(Rows from a dataset)
----------------

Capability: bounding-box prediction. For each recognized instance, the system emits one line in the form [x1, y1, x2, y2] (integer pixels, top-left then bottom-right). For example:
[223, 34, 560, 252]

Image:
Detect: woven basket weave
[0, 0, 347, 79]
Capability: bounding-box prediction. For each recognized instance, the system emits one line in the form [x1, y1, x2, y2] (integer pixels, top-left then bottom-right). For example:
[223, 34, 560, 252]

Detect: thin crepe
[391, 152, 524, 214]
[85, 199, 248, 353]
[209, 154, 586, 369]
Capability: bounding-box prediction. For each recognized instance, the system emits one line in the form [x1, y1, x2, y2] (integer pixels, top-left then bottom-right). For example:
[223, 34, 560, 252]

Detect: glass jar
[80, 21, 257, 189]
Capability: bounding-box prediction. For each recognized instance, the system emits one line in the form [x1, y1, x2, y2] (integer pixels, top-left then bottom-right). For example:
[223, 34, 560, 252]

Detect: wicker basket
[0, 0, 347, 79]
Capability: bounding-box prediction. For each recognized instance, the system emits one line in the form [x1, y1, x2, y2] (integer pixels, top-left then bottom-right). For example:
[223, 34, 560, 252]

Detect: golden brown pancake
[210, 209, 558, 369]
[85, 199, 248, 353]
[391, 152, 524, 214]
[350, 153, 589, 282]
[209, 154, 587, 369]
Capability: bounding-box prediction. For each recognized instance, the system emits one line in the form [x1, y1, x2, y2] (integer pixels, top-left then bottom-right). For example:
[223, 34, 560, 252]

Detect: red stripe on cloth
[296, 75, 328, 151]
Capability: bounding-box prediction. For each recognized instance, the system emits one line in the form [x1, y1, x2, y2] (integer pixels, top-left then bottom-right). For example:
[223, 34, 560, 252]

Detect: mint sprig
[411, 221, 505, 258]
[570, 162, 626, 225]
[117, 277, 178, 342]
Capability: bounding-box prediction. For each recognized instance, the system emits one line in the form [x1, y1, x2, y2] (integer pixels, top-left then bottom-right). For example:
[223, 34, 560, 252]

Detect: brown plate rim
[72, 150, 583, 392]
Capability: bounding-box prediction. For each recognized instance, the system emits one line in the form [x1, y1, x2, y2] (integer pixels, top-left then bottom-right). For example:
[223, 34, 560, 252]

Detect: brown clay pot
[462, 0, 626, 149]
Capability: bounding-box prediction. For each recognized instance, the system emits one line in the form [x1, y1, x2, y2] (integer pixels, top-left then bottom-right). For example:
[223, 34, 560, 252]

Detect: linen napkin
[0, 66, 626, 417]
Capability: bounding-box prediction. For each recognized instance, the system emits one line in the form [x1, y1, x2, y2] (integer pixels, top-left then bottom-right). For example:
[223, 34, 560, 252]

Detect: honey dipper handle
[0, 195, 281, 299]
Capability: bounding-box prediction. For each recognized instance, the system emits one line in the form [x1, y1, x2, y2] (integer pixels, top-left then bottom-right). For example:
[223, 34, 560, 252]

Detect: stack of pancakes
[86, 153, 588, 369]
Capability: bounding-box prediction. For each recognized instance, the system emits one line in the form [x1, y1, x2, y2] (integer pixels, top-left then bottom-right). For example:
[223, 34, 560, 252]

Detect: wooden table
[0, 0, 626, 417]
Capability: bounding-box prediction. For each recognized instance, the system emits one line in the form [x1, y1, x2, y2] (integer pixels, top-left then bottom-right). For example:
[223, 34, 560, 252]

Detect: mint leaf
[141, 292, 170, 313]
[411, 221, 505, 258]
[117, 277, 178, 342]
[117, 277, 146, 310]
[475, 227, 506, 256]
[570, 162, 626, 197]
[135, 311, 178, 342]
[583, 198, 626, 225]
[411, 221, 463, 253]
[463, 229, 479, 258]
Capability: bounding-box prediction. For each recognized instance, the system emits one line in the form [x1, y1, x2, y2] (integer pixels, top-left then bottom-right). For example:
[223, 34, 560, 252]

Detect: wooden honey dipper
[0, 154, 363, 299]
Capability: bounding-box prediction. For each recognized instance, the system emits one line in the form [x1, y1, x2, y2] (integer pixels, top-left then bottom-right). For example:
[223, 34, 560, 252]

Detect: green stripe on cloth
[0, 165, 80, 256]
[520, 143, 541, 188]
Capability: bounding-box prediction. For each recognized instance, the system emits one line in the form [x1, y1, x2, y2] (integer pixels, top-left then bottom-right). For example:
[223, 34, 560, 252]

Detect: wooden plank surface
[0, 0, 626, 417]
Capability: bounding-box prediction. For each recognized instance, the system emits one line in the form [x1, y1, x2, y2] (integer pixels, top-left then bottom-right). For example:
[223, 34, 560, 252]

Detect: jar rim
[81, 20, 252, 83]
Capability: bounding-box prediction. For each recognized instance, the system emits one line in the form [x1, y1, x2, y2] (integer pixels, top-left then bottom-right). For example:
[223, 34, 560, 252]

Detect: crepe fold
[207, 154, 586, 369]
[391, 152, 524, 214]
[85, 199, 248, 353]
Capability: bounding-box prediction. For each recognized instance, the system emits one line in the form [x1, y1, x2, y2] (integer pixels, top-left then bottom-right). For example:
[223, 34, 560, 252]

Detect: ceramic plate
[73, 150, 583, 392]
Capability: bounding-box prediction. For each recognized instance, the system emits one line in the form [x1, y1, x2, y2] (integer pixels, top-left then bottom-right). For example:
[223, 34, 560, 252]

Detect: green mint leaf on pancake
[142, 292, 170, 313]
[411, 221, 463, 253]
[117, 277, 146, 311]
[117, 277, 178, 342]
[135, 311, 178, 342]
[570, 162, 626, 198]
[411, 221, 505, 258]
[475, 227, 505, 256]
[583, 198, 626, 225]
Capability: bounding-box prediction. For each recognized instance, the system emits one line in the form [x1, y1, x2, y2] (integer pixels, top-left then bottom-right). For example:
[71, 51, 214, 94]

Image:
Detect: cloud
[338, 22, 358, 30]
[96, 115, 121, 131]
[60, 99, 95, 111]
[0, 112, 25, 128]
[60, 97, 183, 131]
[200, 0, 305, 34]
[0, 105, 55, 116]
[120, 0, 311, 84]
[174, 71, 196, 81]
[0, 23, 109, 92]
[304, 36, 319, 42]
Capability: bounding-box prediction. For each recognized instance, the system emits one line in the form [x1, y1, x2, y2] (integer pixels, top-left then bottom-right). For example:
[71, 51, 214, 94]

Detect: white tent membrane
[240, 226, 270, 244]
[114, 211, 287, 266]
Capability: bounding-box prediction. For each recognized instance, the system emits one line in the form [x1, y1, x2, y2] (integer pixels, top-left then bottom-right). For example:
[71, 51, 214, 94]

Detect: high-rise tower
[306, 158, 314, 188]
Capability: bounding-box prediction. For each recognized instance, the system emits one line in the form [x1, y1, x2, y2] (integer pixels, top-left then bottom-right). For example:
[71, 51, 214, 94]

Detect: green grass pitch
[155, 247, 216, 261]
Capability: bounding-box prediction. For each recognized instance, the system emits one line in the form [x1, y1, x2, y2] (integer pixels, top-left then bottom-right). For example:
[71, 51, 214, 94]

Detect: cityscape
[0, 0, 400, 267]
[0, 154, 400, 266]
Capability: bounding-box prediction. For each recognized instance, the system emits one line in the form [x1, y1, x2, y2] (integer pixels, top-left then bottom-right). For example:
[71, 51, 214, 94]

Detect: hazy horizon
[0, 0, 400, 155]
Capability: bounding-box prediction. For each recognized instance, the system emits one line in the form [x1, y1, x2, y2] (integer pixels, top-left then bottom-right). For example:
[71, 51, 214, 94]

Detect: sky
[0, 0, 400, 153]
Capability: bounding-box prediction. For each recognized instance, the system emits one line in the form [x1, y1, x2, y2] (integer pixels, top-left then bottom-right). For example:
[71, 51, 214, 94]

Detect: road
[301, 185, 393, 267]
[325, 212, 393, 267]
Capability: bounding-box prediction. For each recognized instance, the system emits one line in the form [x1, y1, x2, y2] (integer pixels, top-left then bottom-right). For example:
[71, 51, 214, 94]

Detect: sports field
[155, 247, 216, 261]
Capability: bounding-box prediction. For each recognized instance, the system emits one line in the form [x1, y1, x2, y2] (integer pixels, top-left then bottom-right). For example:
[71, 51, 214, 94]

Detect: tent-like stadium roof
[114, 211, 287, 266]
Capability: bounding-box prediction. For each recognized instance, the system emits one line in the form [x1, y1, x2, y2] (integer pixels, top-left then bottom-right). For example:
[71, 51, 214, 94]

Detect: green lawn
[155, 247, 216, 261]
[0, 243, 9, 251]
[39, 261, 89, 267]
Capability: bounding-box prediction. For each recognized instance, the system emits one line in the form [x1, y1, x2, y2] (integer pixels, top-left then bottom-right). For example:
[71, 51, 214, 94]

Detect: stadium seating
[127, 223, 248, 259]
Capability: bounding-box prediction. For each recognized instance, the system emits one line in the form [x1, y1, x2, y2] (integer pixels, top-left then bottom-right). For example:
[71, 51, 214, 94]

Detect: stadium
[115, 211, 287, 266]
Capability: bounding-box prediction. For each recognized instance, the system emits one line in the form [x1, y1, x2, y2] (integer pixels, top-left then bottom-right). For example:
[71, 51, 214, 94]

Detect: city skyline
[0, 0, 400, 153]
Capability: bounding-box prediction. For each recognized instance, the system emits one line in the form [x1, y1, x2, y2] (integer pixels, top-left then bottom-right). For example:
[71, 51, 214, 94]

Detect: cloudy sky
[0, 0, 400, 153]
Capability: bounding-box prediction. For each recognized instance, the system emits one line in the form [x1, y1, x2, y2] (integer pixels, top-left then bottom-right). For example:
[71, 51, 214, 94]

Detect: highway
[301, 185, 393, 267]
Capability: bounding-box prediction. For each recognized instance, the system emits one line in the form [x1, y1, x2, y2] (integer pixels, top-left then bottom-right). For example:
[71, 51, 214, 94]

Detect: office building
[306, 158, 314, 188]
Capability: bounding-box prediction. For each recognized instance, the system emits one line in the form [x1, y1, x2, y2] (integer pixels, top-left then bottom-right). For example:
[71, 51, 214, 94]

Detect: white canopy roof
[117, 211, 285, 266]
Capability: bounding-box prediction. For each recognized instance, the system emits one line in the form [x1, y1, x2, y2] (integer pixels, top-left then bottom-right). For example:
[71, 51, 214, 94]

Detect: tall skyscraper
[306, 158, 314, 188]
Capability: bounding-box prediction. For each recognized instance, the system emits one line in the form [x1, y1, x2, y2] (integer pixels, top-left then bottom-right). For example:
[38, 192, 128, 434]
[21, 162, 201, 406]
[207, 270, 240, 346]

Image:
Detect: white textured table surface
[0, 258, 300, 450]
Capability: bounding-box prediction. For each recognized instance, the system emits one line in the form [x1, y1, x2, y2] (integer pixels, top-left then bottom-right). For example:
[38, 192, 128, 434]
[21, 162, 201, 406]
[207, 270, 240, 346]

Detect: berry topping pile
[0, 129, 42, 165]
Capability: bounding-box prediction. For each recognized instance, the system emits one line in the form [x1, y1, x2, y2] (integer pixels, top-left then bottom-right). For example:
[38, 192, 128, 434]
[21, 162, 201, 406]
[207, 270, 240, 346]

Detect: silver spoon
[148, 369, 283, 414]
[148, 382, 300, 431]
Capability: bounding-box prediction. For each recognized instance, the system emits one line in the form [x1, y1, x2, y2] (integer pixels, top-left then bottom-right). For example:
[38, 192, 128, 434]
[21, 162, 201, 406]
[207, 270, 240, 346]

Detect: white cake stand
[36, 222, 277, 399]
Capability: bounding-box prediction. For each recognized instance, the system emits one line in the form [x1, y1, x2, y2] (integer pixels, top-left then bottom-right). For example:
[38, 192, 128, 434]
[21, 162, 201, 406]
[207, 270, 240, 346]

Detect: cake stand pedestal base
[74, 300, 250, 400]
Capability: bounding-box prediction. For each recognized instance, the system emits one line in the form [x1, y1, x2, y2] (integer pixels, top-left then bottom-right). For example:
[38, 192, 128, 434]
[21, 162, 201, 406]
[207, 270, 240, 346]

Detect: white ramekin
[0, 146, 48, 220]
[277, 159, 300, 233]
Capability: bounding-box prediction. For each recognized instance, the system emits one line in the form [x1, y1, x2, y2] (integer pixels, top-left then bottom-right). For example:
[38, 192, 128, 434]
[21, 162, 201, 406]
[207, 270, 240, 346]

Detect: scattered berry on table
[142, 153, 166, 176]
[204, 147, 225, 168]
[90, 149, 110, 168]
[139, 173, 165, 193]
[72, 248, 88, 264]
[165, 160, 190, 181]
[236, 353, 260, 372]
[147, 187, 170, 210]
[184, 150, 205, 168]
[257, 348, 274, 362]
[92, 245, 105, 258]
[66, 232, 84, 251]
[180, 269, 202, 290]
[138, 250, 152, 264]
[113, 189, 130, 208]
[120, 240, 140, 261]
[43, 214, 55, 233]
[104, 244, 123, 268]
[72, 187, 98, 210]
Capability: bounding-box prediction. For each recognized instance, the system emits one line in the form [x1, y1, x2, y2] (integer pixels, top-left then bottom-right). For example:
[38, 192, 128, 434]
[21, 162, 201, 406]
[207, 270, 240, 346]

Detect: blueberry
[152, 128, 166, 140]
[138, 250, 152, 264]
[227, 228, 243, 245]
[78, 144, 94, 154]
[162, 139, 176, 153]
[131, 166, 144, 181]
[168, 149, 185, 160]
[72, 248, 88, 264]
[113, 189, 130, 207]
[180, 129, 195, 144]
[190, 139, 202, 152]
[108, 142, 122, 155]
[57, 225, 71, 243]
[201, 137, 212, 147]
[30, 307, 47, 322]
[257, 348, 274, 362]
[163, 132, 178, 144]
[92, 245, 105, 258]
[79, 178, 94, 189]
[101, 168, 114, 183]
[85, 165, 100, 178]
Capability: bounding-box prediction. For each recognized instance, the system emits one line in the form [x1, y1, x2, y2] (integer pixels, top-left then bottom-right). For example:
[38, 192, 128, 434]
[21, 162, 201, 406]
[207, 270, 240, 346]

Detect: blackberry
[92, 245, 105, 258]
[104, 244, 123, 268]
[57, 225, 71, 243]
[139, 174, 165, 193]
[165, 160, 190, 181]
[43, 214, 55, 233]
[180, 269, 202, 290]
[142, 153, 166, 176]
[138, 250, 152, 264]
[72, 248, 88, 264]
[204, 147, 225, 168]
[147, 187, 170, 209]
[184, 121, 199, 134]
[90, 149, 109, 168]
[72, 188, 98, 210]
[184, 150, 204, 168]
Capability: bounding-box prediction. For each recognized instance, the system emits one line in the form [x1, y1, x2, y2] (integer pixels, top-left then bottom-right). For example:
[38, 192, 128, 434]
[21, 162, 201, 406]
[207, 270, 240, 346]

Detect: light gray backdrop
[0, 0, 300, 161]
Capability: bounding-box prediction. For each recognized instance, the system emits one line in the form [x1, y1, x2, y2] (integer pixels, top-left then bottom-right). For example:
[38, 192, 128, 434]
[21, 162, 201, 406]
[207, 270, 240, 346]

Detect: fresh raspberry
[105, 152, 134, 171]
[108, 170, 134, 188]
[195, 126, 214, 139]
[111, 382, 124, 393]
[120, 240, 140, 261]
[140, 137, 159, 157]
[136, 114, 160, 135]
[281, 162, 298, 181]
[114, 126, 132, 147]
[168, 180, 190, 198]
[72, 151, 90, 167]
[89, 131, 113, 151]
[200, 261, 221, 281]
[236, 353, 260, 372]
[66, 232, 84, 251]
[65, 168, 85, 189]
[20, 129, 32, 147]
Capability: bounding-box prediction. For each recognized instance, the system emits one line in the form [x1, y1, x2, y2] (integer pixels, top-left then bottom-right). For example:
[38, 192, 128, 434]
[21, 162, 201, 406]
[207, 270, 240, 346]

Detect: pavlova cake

----------------

WHAT YOU NEED TO DO:
Render the lines from the start of the data through the line containing "[80, 21, 257, 189]" as a Markdown table with the columns Row and Line. Number each row and leave out blank lines.

THE RESPONSE:
| Row | Line |
|---|---|
| 1 | Capability: bounding-box prediction. For each recognized instance, the system emits one line in the form [x1, y1, x2, y2] (integer pixels, top-left then bottom-right). For example: |
| 2 | [223, 34, 560, 252] |
| 3 | Image: |
| 4 | Detect: woven basket weave |
| 5 | [0, 0, 347, 79] |
| 6 | Capability: bounding-box prediction. For each recognized instance, the system emits one line in the form [x1, y1, x2, y2] (integer pixels, top-left then bottom-right). For example: |
| 7 | [223, 34, 560, 252] |
| 8 | Detect: thin crepe |
| 9 | [391, 152, 524, 214] |
| 10 | [85, 199, 248, 353] |
| 11 | [209, 154, 586, 369] |
| 12 | Capability: bounding-box prediction. For each recognized instance, the system emits one line in the form [x1, y1, x2, y2] (integer pixels, top-left then bottom-right). For example: |
| 13 | [223, 34, 560, 252] |
| 14 | Detect: glass jar |
| 15 | [80, 21, 257, 189] |